Il culto della santa era già diffuso nel XIII sec., ma la sua fama si accrebbe quando, nel 1625, mentre a Palermo ormai da mesi infuriava la peste, la città fu liberata dal terribile morbo, dopo che le ossa riconosciute di S. Rosalia furono portate in processione da tutta la popolazione, così come la santa aveva indicato, apparendo a un giovane cacciatore.
Da allora il forte legame tra la città e la sua “Santuzza”, come è affettuosamente chiamata dai palermitani, si rinnova ogni anno con una grande festa e un pellegrinaggio al Monte Pellegrino. S.Rosalia divenne compatrona della nostra chiesa nel 1673, quando si procedette alla benedizione della parte di edificio fino ad allora costruita: coro e presbiterio.
A8 Cappella di S. Francesca Romana
S. Francesca Romana e il suo Angelo
di Christian Delago, scultura in legno, 1940 (nel 5° centenario della morte).
S. Francesca Romana (1384-1440) era una nobildonna romana. Sposa e madre, oltre a prendersi cura del marito infermo per le ferite riportate in guerra, si dedicò alle opere di carità, soprattutto ad alleviare le sofferenze degli appestati. Fondò nel 1433 una comunità di donne, le oblate benedettine di Monte Oliveto. Francesca si unì alle sue compagne, come superiora, dopo la morte del marito. Ebbe da Dio il dono speciale di sentirsi sempre accompagnata da un Angelo luminoso che vedeva accanto a sé, giorno e notte.
Fu canonizzata nel 1608 e venne raffigurata dopo quella data nelle opere d’arte. Solitamente indossa l’abito nero con il cappuccio bianco della sua congregazione. Davanti a lei un angelo regge un libro aperto sul quale si legge: “Tenuisti manum dextram meam et in voluntate tua deduxisti me, et cum gloria suscepisti me” - “Tu mi hai preso per la mano destra. Mi hai guidato con il tuo consiglio e poi mi hai accolto nella tua gloria”.

» **Attività da svolgere**:
1. Riassuma il brano in due frasi.
2. Riporti fedelmente la parte del brano che inizia con le parole "S. Francesca Romana (1384-1440)" e si conclude dopo le parole "giorno e notte.".
3. Secondo il brano, per quale motivo nel 1625 la fama del culto di S. Rosalia si accrebbe? Risponda in una o due frasi.
Le voci riportate di seguito costituiscono materiale a sé stante, distinto dal brano.

» **Voci elencate**:
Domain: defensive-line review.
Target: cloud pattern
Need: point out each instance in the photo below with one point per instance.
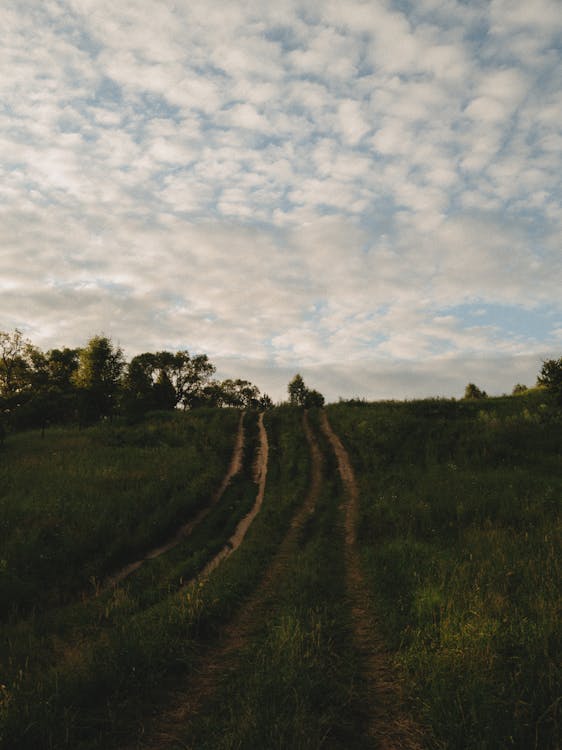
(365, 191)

* * *

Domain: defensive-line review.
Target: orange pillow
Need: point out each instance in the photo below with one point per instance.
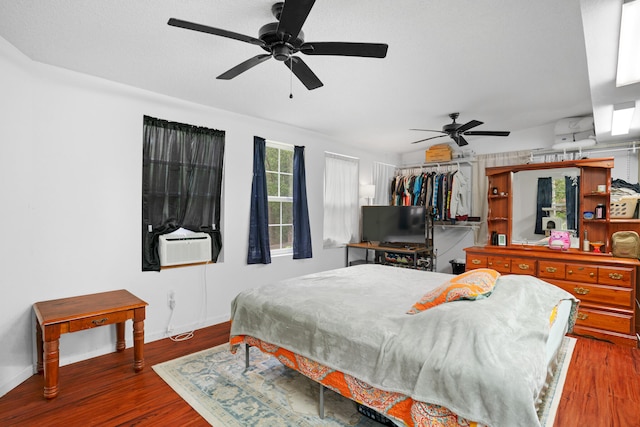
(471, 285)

» **Risposte**:
1. Il culto di S. Rosalia, già diffuso nel XIII secolo, acquistò fama nel 1625, quando Palermo fu liberata dalla peste dopo la processione con le sue ossa, e da allora la città rinnova ogni anno il legame con lei con una festa e un pellegrinaggio al Monte Pellegrino; nel 1673 la santa divenne compatrona della chiesa. Il brano presenta inoltre la cappella di S. Francesca Romana, nobildonna romana (1384-1440) dedita alla carità, fondatrice nel 1433 delle oblate benedettine di Monte Oliveto e canonizzata nel 1608, che nelle opere d'arte è raffigurata con un angelo che regge un libro aperto.

2.
S. Francesca Romana (1384-1440) era una nobildonna romana. Sposa e madre, oltre a prendersi cura del marito infermo per le ferite riportate in guerra, si dedicò alle opere di carità, soprattutto ad alleviare le sofferenze degli appestati. Fondò nel 1433 una comunità di donne, le oblate benedettine di Monte Oliveto. Francesca si unì alle sue compagne, come superiora, dopo la morte del marito. Ebbe da Dio il dono speciale di sentirsi sempre accompagnata da un Angelo luminoso che vedeva accanto a sé, giorno e notte.

3. La fama del culto si accrebbe perché Palermo, dove da mesi infuriava la peste, fu liberata dal morbo dopo che tutta la popolazione ebbe portato in processione le ossa riconosciute di S. Rosalia. La processione avvenne così come la santa aveva indicato apparendo a un giovane cacciatore.